(Records excerpted from a collection)
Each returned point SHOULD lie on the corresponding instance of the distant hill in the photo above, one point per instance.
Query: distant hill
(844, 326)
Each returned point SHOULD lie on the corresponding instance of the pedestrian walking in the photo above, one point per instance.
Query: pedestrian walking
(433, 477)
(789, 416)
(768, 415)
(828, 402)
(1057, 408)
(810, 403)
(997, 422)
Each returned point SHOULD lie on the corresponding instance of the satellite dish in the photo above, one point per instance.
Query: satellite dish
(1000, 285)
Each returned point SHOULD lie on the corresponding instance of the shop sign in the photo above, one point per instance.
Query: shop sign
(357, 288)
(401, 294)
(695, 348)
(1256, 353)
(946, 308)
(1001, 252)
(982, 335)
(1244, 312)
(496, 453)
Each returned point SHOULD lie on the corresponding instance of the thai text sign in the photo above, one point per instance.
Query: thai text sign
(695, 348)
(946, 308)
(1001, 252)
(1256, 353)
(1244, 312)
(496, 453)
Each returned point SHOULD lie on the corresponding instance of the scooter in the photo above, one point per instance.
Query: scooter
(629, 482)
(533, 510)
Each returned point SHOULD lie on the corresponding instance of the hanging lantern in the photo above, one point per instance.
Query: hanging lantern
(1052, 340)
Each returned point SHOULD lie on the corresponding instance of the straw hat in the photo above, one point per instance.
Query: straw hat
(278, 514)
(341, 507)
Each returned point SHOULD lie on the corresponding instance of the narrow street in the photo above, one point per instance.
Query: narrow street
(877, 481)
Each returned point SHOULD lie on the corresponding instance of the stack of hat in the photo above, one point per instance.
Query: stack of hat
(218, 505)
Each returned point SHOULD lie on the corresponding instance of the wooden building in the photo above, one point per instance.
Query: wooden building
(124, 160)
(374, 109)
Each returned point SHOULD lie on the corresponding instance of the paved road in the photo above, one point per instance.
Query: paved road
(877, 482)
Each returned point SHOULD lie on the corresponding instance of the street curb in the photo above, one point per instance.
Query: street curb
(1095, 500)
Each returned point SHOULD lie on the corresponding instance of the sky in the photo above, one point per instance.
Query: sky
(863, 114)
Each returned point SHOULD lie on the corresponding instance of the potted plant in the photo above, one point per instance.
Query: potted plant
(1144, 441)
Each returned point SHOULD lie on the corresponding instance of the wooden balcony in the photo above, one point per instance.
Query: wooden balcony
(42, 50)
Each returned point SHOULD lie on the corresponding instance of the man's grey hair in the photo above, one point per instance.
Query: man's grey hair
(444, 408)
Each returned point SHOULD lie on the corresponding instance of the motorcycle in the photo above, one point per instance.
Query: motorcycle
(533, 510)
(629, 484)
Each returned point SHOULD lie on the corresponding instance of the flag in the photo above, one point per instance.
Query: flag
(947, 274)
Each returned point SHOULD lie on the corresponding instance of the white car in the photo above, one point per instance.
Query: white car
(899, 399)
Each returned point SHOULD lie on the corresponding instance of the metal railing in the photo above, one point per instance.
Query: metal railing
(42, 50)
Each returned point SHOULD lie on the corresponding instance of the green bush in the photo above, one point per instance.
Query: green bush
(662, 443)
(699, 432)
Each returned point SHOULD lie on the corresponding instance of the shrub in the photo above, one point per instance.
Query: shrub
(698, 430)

> **Work to complete**:
Restate the entries above. Match them exactly.

> **Problem solution**:
Each returned point SHOULD lie on the corresponding instance of the distant hill in the photo above, one point per instance.
Query: distant hill
(844, 326)
Each returned point SHOULD lie on the corresponding instance of the pedestrian walking in the photo above, one point per instance.
Query: pedestrian walking
(433, 477)
(789, 416)
(768, 415)
(828, 402)
(1057, 408)
(810, 403)
(997, 422)
Each returned point SHOULD lie on the corresponding instance of the satellite dish in the photo above, one point per instance.
Query: satellite dish
(1000, 285)
Each returned point SHOULD lie on the corresponding instance of the shop sign in the photo above, one point per instance.
Query: shop sign
(357, 288)
(401, 294)
(695, 348)
(1256, 353)
(946, 308)
(1001, 252)
(982, 335)
(1244, 312)
(496, 453)
Each returned point SHOULD lie on the corresponding instance of the thai text sign in the photo above, one point per instance.
Query: thai text sign
(695, 348)
(946, 308)
(1001, 252)
(1256, 353)
(1244, 312)
(496, 453)
Each returned point SHOULD lie on the corresponding instance of the scooter in the photo above, one point per instance.
Query: scooter
(629, 482)
(533, 510)
Each returned point SHOULD lie on the corresponding instance of the hanging lantern in the photo above, one point per instance.
Query: hanging lantern
(1052, 340)
Each returned point SHOULD lie on the corresponding instance of the straw hat in the photo above, one point per instance.
Query: straw hat
(278, 514)
(341, 507)
Each returned point SHOULD lie on the corresponding instance of the narrow street in the photo above, one point per instance.
Query: narrow street
(877, 481)
Each returned point SHOULD lie on the corresponding instance of the stack of hat in the photo above, one point per instance.
Query: stack of hat
(218, 505)
Each returned point SHOULD lie on the corresponding instance of the wooden building in the photo above, one point per instance.
Query: wooden building
(124, 160)
(374, 109)
Each returned point SHOULD lie on the corresponding instance of the paved road in the photo above, one point per instance.
Query: paved road
(877, 482)
Each returned point SHOULD lie on the corresponding instance of the street curb in the photo above, one point per instance.
Query: street curb
(1095, 500)
Each returned point SHOULD lie on the corresponding instance of the sky in the photo above, one point per instance.
Query: sky
(863, 114)
Each returned point SHOULD lie on the corresponding instance of the potted plant in the photo above, one point per instance.
Query: potted plant
(1144, 441)
Each returned point SHOULD lie on the corresponding instance of the wooden balcony in the photo above, one point per instance.
Query: wooden balcony
(42, 50)
Each returned point SHOULD lie on the corresponding instance of the man's grey hair in the photo above, one point per instance.
Query: man's grey hair
(444, 408)
Each returned point SHOULD lie on the corresponding instance of the motorcycle in the photo above, one point per instance.
Query: motorcycle
(533, 510)
(629, 484)
Each returned point SHOULD lie on the corresponding instance of the flag in the photo above, one point per instance.
Query: flag
(947, 274)
Each returned point SHOULD lie on the corresponding instance of the white car in the photo above, one point per instance.
Query: white car
(899, 399)
Each returned point SHOULD lie on the corresponding instance of the metal railing in the photo above, one point per instance.
Query: metal railing
(42, 50)
Each returned point SHOULD lie on the corresponding instance of the green bush in the photo above, one point per instance.
Query: green bush
(662, 443)
(699, 432)
Each returned point SHOULD lie on the corresponding instance of the shrub in the photo above, one point per instance.
Query: shrub
(698, 430)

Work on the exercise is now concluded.